→ Work instruction 1
In the report on the Afghan activists in Kabul, which province did the men say they came from?
→ Work instruction 2
Carry on the report on the Afghan activists in Kabul from the point where it ends.

-- Document excerpt follows --

Jane Ferguson
On a recent afternoon in Kabul, three Afghan men walked up to the table where I was sitting with colleagues in a local restaurant. We had arrived early for an interview, and our presence had somehow drawn their attention. “Are you journalists?” one of the men asked, his voice muffled by the Lebanese pop music blaring overhead. I answered yes with a sense of unease. As security has deteriorated in the Afghan capital, fewer foreigners have ventured out in public. “We would like to talk to you, please,” the man said. “We came here from Baghlan two weeks ago and are civil-rights activists.”
The men politely explained that they and fellow-activists had fled the northern province after advancing Taliban forces threatened to take over its largest city. Now seven of them were living together in a small hotel room in Kabul and pleading with foreigners in restaurants for help. “Even here, we are constantly changing our locations,” the man later told me. “So the enemy can’t track us.” The very nature of their work has been to act as visible supporters of the United States, they said, holding local press conferences in order to call out human-rights abuses by the Taliban and other groups. “Our faces are known as the people who went in the media and spoke in the name of human rights,” one of the Afghans told me, as his colleagues leaned in close to listen and nodded in agreement. “We are known across the country.”
The men, all of whom asked not to be named, said they feared that the Taliban would assassinate them, as the organization has more than a hundred Afghan human-rights activists, women’s-rights supporters, doctors, and journalists over the last year. The men I spoke with called for the Biden Administration to broaden its planned evacuation of U.S. allies in Afghanistan, extending the pool beyond military interpreters to include Afghans who have promoted human rights, development, and democracy in the country. “Now it is an obligation of the U.S. to help those who raised their voices,” one of the men said. “We are among that group of people whose lives are in danger and for whom a plan must be sorted.”

-- Document excerpt concluded --
-- Records provided follows --

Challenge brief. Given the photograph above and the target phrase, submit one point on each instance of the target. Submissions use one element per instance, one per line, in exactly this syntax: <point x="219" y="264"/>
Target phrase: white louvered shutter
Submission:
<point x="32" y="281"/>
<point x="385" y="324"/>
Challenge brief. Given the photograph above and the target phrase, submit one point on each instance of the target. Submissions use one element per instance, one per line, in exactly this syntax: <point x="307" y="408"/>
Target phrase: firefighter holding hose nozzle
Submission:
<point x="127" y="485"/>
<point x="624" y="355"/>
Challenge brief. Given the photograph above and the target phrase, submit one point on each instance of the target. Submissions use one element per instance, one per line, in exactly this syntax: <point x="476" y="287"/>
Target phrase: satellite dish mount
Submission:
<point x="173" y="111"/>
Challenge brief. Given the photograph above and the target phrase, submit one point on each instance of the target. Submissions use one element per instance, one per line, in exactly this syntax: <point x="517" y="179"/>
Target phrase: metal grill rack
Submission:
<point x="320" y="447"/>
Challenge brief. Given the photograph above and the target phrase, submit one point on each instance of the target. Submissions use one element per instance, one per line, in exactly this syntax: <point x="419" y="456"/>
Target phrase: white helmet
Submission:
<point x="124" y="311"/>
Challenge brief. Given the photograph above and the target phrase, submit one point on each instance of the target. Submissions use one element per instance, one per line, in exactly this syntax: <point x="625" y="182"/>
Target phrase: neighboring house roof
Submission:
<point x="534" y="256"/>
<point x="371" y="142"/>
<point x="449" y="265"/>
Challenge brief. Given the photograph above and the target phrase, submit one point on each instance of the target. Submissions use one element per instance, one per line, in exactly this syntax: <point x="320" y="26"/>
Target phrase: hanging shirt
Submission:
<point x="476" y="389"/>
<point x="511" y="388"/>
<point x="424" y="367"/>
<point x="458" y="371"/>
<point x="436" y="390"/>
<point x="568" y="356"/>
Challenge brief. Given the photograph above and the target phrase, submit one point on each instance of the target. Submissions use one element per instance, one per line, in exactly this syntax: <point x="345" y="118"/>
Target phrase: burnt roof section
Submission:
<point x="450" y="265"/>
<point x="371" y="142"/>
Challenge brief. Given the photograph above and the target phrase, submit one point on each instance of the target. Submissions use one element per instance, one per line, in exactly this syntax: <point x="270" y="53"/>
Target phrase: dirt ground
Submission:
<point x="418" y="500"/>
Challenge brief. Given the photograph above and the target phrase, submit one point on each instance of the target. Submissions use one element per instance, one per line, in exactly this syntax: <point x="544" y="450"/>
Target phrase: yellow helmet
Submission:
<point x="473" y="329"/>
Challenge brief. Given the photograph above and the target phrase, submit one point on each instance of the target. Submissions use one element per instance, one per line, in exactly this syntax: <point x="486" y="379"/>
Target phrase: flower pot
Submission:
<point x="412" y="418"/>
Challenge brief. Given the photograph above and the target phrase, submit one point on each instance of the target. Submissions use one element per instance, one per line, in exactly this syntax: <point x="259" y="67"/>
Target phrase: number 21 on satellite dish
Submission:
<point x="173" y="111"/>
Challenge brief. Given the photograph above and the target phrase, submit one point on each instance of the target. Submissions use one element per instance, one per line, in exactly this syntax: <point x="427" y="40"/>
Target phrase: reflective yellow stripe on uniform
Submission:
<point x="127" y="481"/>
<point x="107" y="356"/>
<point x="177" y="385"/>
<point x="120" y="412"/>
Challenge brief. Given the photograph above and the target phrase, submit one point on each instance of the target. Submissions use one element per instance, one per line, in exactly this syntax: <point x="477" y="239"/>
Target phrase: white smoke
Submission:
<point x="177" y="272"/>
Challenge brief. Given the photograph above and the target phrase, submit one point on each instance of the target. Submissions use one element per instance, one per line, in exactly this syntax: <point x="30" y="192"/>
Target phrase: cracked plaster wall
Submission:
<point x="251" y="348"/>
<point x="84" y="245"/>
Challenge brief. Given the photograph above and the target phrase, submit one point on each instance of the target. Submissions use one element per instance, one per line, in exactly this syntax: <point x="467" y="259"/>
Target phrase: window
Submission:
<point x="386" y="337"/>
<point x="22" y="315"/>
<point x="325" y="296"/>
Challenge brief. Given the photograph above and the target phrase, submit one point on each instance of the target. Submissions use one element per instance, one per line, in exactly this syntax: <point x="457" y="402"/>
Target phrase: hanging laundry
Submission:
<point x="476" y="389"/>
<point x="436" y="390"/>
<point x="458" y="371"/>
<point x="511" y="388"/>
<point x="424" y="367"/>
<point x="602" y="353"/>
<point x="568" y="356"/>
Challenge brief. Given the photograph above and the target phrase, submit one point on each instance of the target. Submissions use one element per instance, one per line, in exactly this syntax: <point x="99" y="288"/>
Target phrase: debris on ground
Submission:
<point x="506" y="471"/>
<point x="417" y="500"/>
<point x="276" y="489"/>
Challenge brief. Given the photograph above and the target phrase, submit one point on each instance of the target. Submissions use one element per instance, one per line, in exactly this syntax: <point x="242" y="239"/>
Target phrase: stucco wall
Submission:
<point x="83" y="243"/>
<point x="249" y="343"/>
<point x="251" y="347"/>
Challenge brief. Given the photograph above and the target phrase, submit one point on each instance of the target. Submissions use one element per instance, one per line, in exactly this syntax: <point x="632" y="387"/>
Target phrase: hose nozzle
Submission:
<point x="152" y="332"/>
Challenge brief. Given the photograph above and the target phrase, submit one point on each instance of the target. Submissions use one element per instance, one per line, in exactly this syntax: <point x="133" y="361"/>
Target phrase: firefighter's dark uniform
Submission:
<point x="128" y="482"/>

-- Records provided concluded --

→ Your response 1
Baghlan

→ Your response 2
The Biden Administration’s rapid withdrawal of U.S. troops from Afghanistan has spurred a debate over the moral responsibility that America bears to its partners in a failed foreign intervention. Deciding who receives help getting out and why will only grow more urgent as the completion of the U.S. withdrawal approaches, on August 31st. Across Afghanistan, thousands of local civilians have participated in one of the largest efforts to rebuild a nation since the Second World War, establishing thousands of schools and health clinics, along with hundreds of human-rights groups and local-language news outlets. What once was a well-paying, steady job contributing to the nation’s future has now become a dangerous liability. Younger Afghans embraced the use of new technologies to help modernize their society; cell phones, social media and cable television—from “American Idol”-like singing competitions to twenty-four-hour news channels—exploded in popularity. But now that online visibility makes it easier for the Taliban to track and find those who embraced the American-led effort. “We are just a Google away,” an Afghan working at a European embassy told me. “Search, everybody can find you.”
The rapid withdrawal of U.S. forces has exacerbated long-running dynamics in Afghanistan. Afghans who aided the American effort are frantically looking for ways out of the country. The U.S. system for vetting Afghan visa applicants remains exhausting and time-consuming. And the rumors and misinformation that have long plagued the country have intensified, fuelling public confusion and panic. Critics say that Biden’s surprise announcement in April that he would withdraw nearly all American troops in five months did not allow enough time for U.S. officials to safely evacuate Afghan allies. There are currently just over twenty thousand applicants, half of whom have not completed the initial stage of the process. In Kabul, Biden’s withdrawal increasingly appears poorly planned, rushed, and chaotic.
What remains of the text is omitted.